### DATA FOR PROCESSING
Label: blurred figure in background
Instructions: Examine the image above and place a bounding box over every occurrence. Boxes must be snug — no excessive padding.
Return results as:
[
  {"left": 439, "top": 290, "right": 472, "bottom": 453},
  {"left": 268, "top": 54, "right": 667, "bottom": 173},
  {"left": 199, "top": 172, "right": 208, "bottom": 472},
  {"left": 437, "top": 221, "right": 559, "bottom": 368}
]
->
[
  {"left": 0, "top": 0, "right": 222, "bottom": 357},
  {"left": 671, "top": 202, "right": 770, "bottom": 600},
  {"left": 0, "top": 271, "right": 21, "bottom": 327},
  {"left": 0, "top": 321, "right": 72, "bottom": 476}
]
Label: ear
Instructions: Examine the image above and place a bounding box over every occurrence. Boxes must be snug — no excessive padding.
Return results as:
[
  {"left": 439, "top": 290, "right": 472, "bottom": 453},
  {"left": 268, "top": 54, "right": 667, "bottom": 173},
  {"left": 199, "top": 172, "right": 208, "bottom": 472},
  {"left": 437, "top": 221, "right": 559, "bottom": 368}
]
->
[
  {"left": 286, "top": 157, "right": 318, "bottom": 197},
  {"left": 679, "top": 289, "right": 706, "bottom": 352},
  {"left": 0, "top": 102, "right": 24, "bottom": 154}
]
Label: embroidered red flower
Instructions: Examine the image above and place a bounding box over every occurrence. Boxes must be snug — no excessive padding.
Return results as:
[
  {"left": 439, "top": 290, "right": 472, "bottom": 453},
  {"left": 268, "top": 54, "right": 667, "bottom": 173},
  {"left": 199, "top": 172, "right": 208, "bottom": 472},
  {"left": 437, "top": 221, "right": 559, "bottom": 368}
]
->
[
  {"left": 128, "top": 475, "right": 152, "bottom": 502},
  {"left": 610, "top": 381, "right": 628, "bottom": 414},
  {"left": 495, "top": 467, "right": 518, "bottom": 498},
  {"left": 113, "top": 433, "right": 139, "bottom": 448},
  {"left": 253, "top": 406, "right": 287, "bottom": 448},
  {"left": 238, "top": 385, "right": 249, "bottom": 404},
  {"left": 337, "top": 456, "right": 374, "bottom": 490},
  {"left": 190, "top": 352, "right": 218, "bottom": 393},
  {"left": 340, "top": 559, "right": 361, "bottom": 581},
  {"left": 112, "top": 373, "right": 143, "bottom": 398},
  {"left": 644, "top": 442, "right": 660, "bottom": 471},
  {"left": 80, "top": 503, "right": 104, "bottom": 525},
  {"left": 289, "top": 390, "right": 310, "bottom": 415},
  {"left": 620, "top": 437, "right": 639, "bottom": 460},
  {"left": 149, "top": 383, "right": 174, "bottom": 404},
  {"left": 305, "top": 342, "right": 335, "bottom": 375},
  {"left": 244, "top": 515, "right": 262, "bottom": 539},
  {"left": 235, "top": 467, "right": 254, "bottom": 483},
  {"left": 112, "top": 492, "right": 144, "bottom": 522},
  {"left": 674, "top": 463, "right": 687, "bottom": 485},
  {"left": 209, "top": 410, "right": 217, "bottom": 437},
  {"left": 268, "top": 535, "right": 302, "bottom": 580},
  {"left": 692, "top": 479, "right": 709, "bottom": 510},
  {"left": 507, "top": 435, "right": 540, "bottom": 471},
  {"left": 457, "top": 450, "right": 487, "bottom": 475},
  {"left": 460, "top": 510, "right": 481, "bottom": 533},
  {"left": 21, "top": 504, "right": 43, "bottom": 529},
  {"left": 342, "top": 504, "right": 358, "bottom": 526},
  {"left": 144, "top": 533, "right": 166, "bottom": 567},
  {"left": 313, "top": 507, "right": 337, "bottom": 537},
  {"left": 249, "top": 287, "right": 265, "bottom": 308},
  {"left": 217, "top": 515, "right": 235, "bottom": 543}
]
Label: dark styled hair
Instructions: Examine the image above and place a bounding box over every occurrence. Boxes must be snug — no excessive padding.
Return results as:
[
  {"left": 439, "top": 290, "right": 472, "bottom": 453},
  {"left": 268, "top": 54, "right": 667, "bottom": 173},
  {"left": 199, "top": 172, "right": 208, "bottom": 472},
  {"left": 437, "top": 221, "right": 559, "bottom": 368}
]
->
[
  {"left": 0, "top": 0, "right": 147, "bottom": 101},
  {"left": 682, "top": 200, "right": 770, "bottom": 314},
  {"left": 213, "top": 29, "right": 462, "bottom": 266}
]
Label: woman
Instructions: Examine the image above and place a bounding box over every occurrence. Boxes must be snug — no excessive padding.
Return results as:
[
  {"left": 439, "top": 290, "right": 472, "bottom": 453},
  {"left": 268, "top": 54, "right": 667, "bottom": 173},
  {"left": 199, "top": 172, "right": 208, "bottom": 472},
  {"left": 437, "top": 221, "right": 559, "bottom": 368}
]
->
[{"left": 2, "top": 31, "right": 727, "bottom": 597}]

### BRIEF
Copy out every line from the entries above that contains the string "Label", keeping the lines in the order they appear.

### WORKED SOLUTION
Label: blurred figure in background
Label: ear
Label: embroidered red flower
Label: dark styled hair
Label: woman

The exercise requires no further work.